■ Задачи ■
A. Перечислите все телесериалы с главными ролями Игоря Петренко, которые названы в интервью с ним ниже.
B. Продолжите интервью с Игорем Петренко, начав сразу после последней приведенной в нем реплики.

Игорь Петренко: «Жест и взгляд способны о многом сказать»

Игорь Петренко

Когда его спрашивают: «Ты сын Петренко?», он отвечает утвердительно и гордится своим отцом, полковником, кандидатом химических наук. А актер Алексей Петренко — всего лишь однофамилец. Игорь Петренко — выпускник Театрального училища им. М.С.Щепкина. Он молод, но на его счету главные роли уже в четырех фильмах: «Условный рефлекс», «Звезда», «Кармен», «Водитель для Веры» и пяти телесериалах: «Московские окна», «Виллисы», «Кавалеры Морской звезды», «Курсанты», «Грехи отцов».

— Игорь, по-вашему, выпускники Театрального училища им. М.С.Щепкина чем-то отличаются от ребят, окончивших другие театральные вузы?

— Мне кажется, на сегодняшний день все настолько перемешалось, что говорить о школе какого-то училища не стоит. На съемочной площадке встречаются разные артисты, и вряд ли с уверенностью можно сказать, что один из них окончил Щепкинское, а другой — Щукинское. Скорее речь может идти о мастере. Я учился у Виктора Ивановича Коршунова и очень этому рад.

— После четырех лет обучения актерскому делу меняется ли восприятие фильмов, которые вы смотрите?

— Конечно, если раньше я смотрел легко и отдыхал, то сейчас очень мало фильмов, на которых я бы не задумывался о том, как это сделано. Невольно начинаю раскладывать картину на составляющие: работу оператора, режиссерские ходы, индивидуальность артиста. Мне уже интересно понять, какое количество штампов использует артист, или, может быть, он работает наблюдениями.

— Свой первый фильм «Условный рефлекс», в котором вы снялись еще в студенческие годы, тоже оцениваете по-другому?

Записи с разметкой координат

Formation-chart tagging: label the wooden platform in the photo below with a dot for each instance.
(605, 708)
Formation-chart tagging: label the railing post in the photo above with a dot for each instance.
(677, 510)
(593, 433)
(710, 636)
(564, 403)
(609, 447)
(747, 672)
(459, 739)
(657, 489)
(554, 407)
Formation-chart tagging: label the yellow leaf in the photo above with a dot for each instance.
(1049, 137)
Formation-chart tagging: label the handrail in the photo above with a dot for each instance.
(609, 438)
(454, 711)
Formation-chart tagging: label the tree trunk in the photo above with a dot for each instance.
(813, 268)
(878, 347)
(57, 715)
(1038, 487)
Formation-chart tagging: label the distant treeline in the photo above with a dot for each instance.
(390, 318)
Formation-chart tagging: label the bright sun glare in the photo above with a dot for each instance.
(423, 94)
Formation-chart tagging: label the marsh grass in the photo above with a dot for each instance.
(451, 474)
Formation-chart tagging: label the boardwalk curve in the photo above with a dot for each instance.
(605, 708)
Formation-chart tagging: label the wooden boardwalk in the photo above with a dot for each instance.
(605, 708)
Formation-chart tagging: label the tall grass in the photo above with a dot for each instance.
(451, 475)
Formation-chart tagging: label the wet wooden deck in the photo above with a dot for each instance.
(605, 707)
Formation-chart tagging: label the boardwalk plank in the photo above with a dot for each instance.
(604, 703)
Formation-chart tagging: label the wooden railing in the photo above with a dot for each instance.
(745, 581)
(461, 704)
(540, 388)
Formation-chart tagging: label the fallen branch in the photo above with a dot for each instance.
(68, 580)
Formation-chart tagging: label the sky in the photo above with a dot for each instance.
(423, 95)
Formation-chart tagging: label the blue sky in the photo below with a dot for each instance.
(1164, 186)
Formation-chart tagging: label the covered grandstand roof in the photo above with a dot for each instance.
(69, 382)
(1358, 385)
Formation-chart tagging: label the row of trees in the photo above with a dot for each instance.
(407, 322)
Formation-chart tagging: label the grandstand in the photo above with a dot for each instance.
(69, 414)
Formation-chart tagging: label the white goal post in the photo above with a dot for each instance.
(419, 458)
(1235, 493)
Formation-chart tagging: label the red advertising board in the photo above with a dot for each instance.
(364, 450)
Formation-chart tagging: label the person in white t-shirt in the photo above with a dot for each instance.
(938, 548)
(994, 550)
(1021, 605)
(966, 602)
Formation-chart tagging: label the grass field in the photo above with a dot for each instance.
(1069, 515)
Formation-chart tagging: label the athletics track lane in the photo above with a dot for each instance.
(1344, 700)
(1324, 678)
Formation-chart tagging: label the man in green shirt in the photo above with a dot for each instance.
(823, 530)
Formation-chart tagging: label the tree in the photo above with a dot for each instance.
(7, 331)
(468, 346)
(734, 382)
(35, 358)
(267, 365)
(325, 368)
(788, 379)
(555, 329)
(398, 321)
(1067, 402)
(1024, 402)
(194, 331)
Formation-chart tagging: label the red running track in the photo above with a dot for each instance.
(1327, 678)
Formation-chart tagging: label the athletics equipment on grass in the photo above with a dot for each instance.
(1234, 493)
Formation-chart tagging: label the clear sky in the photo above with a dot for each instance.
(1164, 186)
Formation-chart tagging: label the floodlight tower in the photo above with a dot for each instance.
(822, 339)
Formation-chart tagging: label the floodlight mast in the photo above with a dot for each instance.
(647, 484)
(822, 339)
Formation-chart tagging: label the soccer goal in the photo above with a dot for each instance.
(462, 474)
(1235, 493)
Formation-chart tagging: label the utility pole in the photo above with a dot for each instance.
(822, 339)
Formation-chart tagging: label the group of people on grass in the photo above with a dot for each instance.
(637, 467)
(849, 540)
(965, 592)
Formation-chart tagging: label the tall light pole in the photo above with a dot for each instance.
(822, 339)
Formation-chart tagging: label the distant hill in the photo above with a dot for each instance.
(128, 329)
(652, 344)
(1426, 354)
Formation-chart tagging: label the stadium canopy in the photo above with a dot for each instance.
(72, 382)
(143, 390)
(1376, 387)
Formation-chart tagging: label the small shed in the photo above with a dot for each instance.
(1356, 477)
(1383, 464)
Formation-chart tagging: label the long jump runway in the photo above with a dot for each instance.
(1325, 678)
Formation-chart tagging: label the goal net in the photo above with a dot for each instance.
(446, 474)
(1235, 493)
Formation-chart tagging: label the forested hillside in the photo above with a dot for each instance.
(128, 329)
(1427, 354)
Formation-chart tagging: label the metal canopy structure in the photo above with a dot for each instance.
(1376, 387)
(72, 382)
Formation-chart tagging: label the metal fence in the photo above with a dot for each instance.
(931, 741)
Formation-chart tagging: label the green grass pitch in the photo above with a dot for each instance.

■ Результаты по задачам ■
A. «Московские окна», «Виллисы», «Кавалеры Морской звезды», «Курсанты», «Грехи отцов».

B.
— С этим фильмом как раз все получилось наоборот. Если раньше я думал, что он ужасный, то теперь он мне дорог. Считаю эту картину классикой жанра. Это был первый опыт режиссера, оператора, артистов. Группа из пяти человек работала на чистом энтузиазме, сами держали софиты, устанавливали свет, накладывали грим. Это штучный товар, ручная работа! Конечно, специалист скажет, что и картинка какая-то странная, и сюжет закручен так, что не каждый рискнет работать над ним, но это мое первое знакомство с кинематографом, оно мне многое дало.

— Почему вас не хотели утверждать в фильм «Звезда» на роль Травкина, за которую вы потом получили много наград?

— Это надо спросить у тех, кто был против. Наверное, они считали, что я внешне слишком благополучен, не способен справиться с серьезным материалом, не смогу сыграть глубину характера.

— Но, когда вы уже сыграли роль, почему были против того, чтобы самому ее озвучивать?

— На тот момент у меня было мало опыта, к тому же моему голосу присущи некая монотонность, суховатость, отсутствие эмоциональной окраски. Может быть, по этому поводу и возникала неуверенность, но я думаю, что, скорее всего, пошли на принцип: пусть Петренко и сыграл, но звучать его голос точно не будет. Устроили конкурс. Несколько артистов записали небольшие отрывки роли. Независимый эксперт, не зная, чей голос звучит, прослушав, выбрал мой. Так мне было позволено озвучить собственную роль.

— В фильме «Кармен» вы сыграли милиционера Сергея, который, испытав роковую страсть, ломает свою жизнь. Если бы ему предложили прожить жизнь заново, он что-нибудь бы изменил в ней?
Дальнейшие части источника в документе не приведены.